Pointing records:
☆ ☆ ☆ ☆ ☆
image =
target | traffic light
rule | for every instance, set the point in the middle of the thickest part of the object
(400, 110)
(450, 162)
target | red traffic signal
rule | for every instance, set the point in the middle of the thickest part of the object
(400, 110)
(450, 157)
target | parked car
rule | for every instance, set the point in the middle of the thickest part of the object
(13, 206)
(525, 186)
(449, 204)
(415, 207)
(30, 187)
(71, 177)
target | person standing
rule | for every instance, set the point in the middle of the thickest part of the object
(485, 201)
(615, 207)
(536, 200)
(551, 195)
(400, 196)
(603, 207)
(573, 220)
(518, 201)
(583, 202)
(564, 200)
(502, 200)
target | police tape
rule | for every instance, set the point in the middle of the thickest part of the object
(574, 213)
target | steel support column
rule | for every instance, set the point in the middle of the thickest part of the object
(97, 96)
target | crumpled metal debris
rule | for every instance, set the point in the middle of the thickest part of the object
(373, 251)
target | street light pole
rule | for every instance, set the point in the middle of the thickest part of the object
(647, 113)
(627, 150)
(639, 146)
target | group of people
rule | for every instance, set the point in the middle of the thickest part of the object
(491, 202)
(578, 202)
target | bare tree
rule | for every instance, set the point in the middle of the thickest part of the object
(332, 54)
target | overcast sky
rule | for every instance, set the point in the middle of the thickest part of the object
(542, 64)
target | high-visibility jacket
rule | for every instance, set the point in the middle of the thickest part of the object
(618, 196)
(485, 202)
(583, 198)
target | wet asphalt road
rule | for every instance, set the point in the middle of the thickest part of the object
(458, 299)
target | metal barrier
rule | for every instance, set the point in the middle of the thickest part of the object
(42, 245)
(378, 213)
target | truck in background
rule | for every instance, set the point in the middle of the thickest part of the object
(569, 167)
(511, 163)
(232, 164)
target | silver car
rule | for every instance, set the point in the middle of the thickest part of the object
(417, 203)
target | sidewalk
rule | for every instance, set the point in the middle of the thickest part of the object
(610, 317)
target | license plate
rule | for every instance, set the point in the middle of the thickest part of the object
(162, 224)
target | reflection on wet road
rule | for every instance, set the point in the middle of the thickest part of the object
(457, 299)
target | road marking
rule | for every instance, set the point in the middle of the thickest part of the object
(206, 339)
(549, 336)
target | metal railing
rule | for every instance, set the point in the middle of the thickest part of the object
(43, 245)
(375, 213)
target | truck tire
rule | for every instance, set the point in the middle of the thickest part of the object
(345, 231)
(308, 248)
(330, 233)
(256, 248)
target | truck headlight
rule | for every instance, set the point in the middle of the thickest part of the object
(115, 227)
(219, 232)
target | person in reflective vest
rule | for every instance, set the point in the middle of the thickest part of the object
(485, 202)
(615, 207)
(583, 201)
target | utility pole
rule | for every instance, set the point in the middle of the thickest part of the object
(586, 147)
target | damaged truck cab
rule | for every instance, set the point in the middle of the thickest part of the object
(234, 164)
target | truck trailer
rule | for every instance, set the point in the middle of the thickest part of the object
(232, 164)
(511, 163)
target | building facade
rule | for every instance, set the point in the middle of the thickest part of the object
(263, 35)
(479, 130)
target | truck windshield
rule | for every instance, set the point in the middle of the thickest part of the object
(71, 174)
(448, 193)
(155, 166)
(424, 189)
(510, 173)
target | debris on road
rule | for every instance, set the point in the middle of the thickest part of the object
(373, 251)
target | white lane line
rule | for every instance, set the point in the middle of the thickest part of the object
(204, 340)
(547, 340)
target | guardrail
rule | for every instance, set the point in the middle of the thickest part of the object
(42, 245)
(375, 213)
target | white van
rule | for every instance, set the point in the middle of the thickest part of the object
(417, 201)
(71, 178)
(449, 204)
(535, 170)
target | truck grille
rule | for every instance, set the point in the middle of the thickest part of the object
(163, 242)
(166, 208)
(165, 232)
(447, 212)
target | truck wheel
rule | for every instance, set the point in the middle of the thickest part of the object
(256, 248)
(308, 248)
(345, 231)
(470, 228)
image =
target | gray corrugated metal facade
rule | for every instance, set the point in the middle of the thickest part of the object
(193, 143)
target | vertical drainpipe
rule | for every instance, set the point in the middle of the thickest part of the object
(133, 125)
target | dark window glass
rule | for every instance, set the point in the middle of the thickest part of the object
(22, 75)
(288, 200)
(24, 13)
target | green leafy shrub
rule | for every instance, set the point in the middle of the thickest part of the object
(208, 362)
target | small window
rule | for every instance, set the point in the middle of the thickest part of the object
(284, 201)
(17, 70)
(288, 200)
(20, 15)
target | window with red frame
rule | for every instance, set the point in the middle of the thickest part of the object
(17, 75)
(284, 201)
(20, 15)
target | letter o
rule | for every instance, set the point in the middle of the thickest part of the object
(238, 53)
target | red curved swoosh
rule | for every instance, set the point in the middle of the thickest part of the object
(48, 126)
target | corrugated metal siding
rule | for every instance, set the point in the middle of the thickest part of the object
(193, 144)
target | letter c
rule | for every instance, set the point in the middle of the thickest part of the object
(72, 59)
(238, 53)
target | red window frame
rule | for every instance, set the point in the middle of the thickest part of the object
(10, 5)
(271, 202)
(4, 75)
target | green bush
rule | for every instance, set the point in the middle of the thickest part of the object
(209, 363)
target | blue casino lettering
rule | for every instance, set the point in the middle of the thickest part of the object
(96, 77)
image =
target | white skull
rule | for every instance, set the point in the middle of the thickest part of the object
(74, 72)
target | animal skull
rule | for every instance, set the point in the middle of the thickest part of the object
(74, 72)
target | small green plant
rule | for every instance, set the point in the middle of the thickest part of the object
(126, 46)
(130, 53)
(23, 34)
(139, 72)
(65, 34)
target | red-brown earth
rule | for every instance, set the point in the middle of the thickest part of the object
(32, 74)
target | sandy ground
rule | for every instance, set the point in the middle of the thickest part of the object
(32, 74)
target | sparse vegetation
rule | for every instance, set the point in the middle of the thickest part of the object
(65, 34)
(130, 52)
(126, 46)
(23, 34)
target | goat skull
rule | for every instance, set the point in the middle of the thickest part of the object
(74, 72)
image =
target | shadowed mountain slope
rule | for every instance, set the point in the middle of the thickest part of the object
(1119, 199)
☆ ☆ ☆ ☆ ☆
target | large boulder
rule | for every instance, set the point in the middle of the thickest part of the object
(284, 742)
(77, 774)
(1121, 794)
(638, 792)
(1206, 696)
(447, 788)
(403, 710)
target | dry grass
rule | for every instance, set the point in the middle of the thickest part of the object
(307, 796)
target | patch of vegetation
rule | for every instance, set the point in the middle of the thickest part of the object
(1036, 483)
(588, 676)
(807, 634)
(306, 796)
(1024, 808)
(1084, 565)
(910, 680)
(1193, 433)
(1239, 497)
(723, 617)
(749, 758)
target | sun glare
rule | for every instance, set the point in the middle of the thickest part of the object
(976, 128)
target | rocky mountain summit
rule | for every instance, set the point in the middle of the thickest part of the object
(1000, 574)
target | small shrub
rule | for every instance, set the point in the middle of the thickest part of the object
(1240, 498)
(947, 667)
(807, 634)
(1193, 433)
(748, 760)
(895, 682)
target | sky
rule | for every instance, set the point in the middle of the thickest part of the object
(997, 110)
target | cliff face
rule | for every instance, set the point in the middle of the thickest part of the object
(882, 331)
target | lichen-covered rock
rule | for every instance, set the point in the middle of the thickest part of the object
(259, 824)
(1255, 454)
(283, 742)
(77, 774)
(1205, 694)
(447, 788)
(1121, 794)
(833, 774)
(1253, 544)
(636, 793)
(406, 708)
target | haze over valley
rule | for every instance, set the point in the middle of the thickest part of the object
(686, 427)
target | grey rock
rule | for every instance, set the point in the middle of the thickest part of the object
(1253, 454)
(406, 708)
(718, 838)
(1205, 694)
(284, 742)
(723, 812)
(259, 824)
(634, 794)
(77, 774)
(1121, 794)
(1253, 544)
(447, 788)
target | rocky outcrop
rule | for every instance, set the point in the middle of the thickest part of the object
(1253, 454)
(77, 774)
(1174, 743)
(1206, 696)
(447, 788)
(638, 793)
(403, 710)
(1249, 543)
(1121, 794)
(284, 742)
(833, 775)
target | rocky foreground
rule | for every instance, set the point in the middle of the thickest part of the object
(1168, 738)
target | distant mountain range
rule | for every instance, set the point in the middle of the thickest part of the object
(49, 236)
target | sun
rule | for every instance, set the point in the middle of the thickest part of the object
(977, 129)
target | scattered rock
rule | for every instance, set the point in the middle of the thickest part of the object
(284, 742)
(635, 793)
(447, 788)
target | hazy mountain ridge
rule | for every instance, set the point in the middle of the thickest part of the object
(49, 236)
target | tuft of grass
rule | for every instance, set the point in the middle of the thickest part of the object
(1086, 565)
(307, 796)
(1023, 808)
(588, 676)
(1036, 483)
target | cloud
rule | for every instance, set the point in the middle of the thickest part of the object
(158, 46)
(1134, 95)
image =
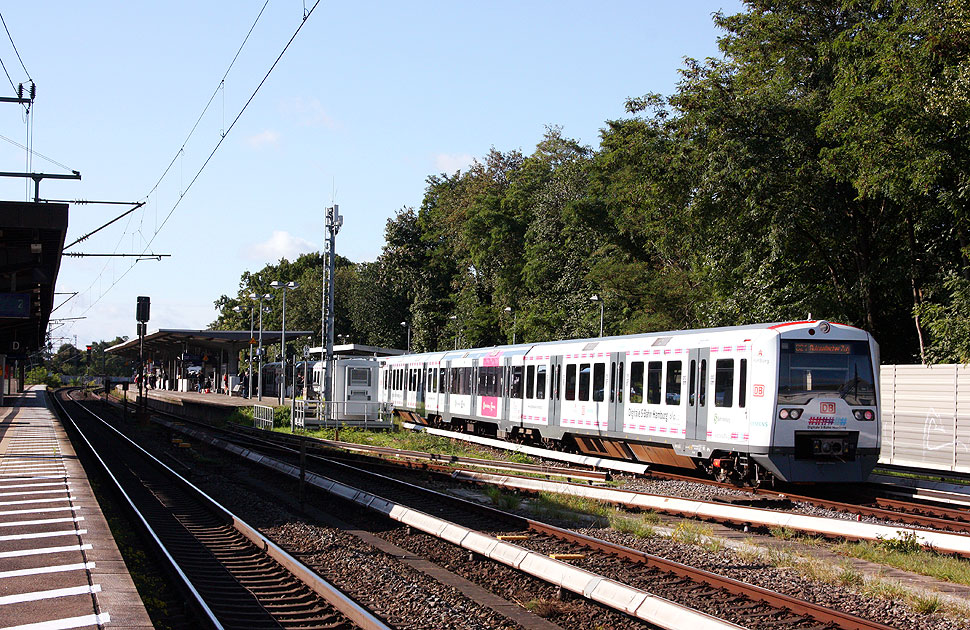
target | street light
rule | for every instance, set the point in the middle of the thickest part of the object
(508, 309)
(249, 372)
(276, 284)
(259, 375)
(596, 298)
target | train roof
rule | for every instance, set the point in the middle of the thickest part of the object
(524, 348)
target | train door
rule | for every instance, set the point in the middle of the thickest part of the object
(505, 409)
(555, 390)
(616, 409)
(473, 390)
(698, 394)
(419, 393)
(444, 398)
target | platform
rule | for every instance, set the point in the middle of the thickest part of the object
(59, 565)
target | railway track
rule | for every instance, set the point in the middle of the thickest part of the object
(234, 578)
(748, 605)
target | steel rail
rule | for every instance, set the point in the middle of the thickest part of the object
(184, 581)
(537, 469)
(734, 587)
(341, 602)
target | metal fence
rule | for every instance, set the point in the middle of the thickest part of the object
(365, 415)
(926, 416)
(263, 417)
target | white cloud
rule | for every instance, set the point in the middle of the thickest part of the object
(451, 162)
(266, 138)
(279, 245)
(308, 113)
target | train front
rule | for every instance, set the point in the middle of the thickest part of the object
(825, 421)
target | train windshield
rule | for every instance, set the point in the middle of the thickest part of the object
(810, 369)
☆ ☆ ☆ ☆ ☆
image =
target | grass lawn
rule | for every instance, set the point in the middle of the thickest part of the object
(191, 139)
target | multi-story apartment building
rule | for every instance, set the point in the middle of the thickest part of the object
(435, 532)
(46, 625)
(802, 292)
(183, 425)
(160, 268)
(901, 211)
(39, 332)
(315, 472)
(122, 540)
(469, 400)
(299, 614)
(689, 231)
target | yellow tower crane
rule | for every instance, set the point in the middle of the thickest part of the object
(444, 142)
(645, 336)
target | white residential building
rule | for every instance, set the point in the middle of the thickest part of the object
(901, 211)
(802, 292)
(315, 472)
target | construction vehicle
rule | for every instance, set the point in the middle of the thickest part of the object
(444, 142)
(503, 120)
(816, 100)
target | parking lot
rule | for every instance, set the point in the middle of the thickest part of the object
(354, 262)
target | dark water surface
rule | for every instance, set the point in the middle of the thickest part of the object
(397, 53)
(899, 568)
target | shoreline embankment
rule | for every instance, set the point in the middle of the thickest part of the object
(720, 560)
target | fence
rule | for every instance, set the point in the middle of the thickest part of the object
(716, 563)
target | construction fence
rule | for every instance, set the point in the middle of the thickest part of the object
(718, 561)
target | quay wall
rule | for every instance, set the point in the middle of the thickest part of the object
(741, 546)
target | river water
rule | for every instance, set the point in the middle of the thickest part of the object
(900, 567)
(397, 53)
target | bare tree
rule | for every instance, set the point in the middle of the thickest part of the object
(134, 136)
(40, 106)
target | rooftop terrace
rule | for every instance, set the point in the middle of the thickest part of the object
☆ ☆ ☆ ☆ ☆
What you will do :: Collect every line in the items above that contains the string "train". Case counts.

Finished exercise ::
target | train roof
target | train door
target | train front
target | train windshield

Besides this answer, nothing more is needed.